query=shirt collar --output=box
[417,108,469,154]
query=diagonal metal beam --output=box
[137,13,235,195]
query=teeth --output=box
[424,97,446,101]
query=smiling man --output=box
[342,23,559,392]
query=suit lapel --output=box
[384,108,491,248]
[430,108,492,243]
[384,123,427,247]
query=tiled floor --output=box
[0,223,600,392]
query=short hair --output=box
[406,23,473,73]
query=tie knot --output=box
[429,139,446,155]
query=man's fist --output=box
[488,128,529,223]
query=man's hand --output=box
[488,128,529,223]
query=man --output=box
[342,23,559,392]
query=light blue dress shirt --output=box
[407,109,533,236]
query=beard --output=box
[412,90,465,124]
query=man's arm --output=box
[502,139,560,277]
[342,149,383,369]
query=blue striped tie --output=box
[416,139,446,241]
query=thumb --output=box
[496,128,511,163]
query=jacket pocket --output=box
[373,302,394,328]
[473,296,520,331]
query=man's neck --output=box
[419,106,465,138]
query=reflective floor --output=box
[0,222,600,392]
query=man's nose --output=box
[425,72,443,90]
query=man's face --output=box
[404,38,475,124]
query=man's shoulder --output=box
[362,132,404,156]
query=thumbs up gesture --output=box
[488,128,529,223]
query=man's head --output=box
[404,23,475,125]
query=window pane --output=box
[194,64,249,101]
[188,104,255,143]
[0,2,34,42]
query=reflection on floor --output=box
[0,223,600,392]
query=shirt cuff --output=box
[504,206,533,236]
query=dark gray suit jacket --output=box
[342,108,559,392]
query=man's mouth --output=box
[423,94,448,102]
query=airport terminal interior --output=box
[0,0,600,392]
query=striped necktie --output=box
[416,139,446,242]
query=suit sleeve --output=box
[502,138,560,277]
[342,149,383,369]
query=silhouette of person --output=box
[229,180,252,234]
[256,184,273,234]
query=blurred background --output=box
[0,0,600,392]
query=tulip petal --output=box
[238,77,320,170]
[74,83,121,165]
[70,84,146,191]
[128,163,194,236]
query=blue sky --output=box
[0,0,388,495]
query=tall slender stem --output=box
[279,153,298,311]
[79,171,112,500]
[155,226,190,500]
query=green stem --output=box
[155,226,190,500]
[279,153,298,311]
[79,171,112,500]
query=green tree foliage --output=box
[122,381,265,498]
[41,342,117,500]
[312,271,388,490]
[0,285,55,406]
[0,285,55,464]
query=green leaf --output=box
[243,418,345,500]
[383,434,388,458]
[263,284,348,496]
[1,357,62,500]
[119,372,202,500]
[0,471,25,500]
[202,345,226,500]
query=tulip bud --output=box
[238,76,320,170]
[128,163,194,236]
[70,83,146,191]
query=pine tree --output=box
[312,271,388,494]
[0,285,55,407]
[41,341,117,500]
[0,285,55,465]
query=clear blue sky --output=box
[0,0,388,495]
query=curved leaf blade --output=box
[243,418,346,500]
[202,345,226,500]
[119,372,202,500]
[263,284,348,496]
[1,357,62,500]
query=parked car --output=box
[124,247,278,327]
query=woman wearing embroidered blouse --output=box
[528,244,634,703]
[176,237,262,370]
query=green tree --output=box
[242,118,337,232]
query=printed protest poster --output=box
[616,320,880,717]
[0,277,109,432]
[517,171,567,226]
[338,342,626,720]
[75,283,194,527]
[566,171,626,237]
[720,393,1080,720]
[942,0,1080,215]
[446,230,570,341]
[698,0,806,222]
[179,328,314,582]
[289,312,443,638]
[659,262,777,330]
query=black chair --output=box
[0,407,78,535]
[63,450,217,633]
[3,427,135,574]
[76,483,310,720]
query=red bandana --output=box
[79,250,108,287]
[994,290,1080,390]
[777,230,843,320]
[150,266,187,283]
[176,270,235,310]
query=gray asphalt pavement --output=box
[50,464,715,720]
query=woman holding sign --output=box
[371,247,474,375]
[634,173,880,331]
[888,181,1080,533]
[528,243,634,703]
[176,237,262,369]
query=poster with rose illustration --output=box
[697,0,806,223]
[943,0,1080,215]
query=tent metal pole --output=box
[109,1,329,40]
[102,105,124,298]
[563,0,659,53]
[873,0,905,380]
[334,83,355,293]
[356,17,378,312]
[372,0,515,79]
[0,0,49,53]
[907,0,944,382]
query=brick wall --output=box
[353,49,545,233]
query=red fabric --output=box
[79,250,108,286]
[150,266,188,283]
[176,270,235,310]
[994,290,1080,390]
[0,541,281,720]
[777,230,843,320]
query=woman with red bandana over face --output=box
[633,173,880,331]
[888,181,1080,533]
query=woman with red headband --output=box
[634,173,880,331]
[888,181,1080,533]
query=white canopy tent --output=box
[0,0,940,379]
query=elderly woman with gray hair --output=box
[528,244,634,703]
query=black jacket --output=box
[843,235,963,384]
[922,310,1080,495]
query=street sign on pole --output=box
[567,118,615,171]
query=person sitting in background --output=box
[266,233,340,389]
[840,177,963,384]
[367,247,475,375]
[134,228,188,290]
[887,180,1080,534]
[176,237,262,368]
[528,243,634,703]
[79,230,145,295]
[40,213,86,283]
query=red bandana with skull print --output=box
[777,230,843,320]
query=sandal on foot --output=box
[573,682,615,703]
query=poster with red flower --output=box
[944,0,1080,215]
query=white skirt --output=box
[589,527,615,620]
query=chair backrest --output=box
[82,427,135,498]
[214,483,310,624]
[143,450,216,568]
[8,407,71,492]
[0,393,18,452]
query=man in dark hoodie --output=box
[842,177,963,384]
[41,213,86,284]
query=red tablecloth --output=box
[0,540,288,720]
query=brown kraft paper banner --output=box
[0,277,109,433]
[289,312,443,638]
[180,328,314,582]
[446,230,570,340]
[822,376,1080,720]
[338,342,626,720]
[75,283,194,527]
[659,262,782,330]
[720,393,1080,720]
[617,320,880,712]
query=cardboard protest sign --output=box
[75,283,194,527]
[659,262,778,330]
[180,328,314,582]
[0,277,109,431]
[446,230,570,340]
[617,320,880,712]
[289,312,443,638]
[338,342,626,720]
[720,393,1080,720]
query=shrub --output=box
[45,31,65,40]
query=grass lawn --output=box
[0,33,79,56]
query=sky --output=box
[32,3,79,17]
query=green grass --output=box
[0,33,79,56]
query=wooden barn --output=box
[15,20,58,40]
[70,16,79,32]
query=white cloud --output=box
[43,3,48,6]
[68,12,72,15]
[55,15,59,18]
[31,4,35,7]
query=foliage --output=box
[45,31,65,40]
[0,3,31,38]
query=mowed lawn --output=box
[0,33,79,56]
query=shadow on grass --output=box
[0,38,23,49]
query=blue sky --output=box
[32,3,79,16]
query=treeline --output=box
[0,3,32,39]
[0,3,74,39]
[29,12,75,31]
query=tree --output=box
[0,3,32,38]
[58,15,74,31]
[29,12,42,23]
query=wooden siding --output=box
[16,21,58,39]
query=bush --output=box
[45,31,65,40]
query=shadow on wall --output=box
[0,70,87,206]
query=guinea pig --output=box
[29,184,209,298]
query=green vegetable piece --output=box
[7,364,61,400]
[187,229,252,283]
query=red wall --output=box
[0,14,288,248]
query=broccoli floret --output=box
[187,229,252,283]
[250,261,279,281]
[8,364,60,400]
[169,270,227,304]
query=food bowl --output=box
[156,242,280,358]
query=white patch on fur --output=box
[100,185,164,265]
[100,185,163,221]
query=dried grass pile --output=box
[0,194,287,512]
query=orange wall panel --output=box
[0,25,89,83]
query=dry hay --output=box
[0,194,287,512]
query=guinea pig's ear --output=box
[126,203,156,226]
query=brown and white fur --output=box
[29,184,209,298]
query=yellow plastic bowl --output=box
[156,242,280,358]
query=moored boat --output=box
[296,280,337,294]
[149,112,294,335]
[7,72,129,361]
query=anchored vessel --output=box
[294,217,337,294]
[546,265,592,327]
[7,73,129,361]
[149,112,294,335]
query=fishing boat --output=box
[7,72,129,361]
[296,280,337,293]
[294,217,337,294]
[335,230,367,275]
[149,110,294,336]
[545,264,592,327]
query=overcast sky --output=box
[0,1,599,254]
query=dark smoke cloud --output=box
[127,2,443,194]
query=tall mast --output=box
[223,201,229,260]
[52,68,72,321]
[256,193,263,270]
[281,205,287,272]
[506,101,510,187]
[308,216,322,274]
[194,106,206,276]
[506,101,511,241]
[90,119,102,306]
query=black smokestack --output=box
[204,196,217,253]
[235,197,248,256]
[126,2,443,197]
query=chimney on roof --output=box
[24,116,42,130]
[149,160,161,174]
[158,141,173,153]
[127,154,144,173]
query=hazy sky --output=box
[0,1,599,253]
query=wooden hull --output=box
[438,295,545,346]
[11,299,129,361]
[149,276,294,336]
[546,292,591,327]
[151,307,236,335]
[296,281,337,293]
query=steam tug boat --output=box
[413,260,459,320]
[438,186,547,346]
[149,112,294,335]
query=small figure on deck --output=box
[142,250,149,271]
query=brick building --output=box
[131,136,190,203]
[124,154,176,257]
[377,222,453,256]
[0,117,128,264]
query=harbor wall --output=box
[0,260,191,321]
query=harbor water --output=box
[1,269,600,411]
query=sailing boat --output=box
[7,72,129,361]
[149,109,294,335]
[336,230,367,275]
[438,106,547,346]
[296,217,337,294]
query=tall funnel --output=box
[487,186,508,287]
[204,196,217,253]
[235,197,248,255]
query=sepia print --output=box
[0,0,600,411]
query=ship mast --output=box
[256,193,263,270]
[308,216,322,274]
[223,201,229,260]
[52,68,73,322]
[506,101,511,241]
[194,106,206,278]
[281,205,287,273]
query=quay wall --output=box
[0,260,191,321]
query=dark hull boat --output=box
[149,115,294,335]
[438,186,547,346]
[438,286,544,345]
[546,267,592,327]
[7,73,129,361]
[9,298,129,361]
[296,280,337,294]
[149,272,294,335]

· · ·

▸ What the exercise asks
Rework everything from the line containing "query=man's neck --output=box" down to the line containing "[423,94,448,102]", replacing each "man's" with "person's" and leaving all else unchanged. Return only those lines.

▸ Solved problem
query=person's neck --output=box
[419,106,465,138]
query=reflective floor --output=box
[0,222,600,392]
query=person's nose --output=box
[425,72,443,90]
query=person's face --output=box
[404,38,475,124]
query=person's shoulder --output=box
[362,132,404,156]
query=thumbs up gesture --output=box
[488,128,529,223]
query=person's head --output=box
[404,23,475,125]
query=window pane --output=box
[194,64,249,101]
[188,104,255,143]
[0,2,34,42]
query=reflection on floor --output=box
[0,223,600,392]
query=shirt cuff --output=box
[504,206,533,236]
query=dark gray suit jacket --output=box
[342,108,559,392]
query=person's mouth --output=box
[423,94,448,102]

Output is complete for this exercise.